** begin Document excerpt **

3.2 The reflective approach

By adopting a reflective approach and by considering the theoretical assumptions described in the previous section, we can apply the following reasoning.

We can assume that the latent constructs, which represent service macro-factors (safety, cleanliness, comfort, service, additional services, information, and personnel) exist independently of the measures, which are the various service factors included in each macro-factor. So, as an example, safety exists independently of the attributes that measure it, such as travel safety, personal security on board, and personal security at station (Fig. 2). As well as, comfort is an existing concept representing a service aspect independently of the service characteristics adopted for measuring it, linked to crowding on board, air-conditioning on board, and so on (Fig. 3).

** end Document excerpt **
** begin Data entries **

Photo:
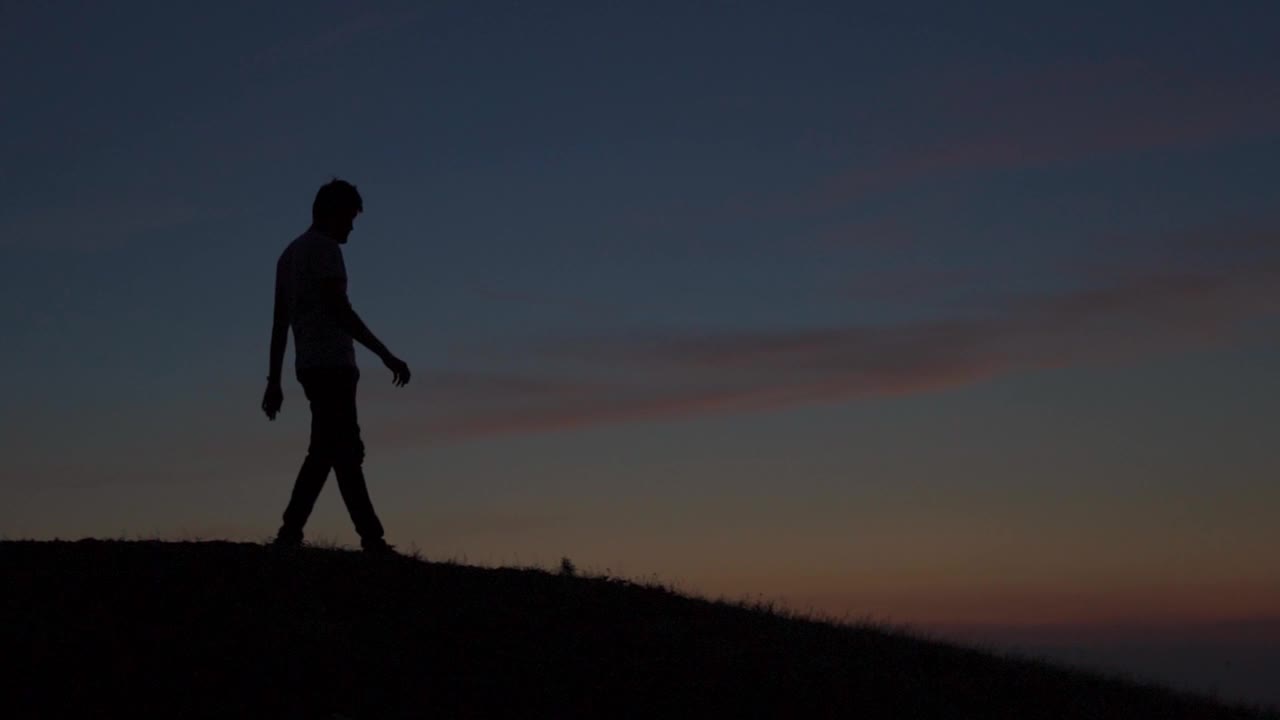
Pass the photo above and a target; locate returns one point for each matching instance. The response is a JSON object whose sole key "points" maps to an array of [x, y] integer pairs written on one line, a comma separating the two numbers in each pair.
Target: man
{"points": [[311, 297]]}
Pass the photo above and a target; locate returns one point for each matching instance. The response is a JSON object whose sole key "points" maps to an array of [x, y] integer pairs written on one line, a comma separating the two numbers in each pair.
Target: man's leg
{"points": [[306, 490], [347, 465], [320, 391]]}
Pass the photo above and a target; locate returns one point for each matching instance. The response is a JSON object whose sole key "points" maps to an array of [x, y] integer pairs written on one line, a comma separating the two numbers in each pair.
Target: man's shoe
{"points": [[379, 547], [287, 542]]}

** end Data entries **

Problem description - Please rewrite the stretch of the reflective-approach passage from "3.2 The reflective" through "so on (Fig. 3).", replacing "safety" with "protection" throughout.

Result for this exercise -
3.2 The reflective approach

By adopting a reflective approach and by considering the theoretical assumptions described in the previous section, we can apply the following reasoning.

We can assume that the latent constructs, which represent service macro-factors (protection, cleanliness, comfort, service, additional services, information, and personnel) exist independently of the measures, which are the various service factors included in each macro-factor. So, as an example, protection exists independently of the attributes that measure it, such as travel protection, personal security on board, and personal security at station (Fig. 2). As well as, comfort is an existing concept representing a service aspect independently of the service characteristics adopted for measuring it, linked to crowding on board, air-conditioning on board, and so on (Fig. 3).